--- Выбранный отрывок ---
Сенека высказывал здравые мысли относительно института брака, но, женившись, попрал их. И это явно был не очень счастливый брак. Сенека даже не называет имени своей жены, хотя имел от нее двух сыновей.
Безумец Калигула умер, все облегченно вздохнули, одним из самых счастливых, пожалуй, был Сенека. Мог ли он предугадать, что принесет ему новая власть!
В первый же год правления Клавдия Сенека вновь подвергся смертельной опасности, и произошло это совершенно неожиданно. Прощаясь с матерью, которая на краткий срок покидала Рим, он не предполагал, что через три дня на много лет оставит столицу изгнанником. Впрочем, он мог считать себя счастливчиком уже хотя бы потому, что уцелел. Ведь обвиняли его в тяжком преступлении: прелюбодеянии с племянницей императора Ливиллой. Процесс происходил в сенате. Сенеке грозила смертная казнь. Смягчением приговора он обязан был личному вмешательству Клавдия. Его наказали конфискацией половины имущества и ссылкой на один из самых диких тогда островов Средиземного моря — Корсику. Ливилле предстояло отправиться на другой остров. Обвинение, приговор, отъезд — все это, собственно, совершилось в течение дня.

Записи набора данных
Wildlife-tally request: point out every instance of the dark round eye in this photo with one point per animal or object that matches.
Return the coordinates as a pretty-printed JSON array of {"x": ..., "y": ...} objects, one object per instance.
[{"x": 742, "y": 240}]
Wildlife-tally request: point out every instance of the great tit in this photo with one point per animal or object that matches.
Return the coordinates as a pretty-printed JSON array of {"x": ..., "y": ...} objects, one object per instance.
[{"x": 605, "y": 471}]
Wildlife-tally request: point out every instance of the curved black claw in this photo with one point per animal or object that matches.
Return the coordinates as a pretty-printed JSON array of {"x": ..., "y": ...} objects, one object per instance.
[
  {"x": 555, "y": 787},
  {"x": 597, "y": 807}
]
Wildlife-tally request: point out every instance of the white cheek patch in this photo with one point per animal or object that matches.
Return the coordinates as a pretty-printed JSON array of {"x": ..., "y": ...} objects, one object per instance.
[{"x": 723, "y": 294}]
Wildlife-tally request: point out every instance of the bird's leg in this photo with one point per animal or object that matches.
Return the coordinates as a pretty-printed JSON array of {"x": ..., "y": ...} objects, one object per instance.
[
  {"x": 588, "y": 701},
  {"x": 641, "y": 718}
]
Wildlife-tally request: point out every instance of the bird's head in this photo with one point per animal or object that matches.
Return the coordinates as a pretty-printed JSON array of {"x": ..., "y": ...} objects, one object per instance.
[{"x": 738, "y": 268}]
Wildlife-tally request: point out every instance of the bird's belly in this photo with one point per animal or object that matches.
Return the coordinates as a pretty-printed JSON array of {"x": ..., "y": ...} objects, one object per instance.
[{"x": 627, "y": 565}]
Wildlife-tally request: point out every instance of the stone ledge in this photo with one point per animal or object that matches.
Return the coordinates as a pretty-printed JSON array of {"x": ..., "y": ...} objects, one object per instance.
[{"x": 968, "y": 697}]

--- Цель упражнения ---
Верните отрывок о Сенеке целиком, слово в слово.

--- Решение задания ---
Сенека высказывал здравые мысли относительно института брака, но, женившись, попрал их. И это явно был не очень счастливый брак. Сенека даже не называет имени своей жены, хотя имел от нее двух сыновей.
Безумец Калигула умер, все облегченно вздохнули, одним из самых счастливых, пожалуй, был Сенека. Мог ли он предугадать, что принесет ему новая власть!
В первый же год правления Клавдия Сенека вновь подвергся смертельной опасности, и произошло это совершенно неожиданно. Прощаясь с матерью, которая на краткий срок покидала Рим, он не предполагал, что через три дня на много лет оставит столицу изгнанником. Впрочем, он мог считать себя счастливчиком уже хотя бы потому, что уцелел. Ведь обвиняли его в тяжком преступлении: прелюбодеянии с племянницей императора Ливиллой. Процесс происходил в сенате. Сенеке грозила смертная казнь. Смягчением приговора он обязан был личному вмешательству Клавдия. Его наказали конфискацией половины имущества и ссылкой на один из самых диких тогда островов Средиземного моря — Корсику. Ливилле предстояло отправиться на другой остров. Обвинение, приговор, отъезд — все это, собственно, совершилось в течение дня.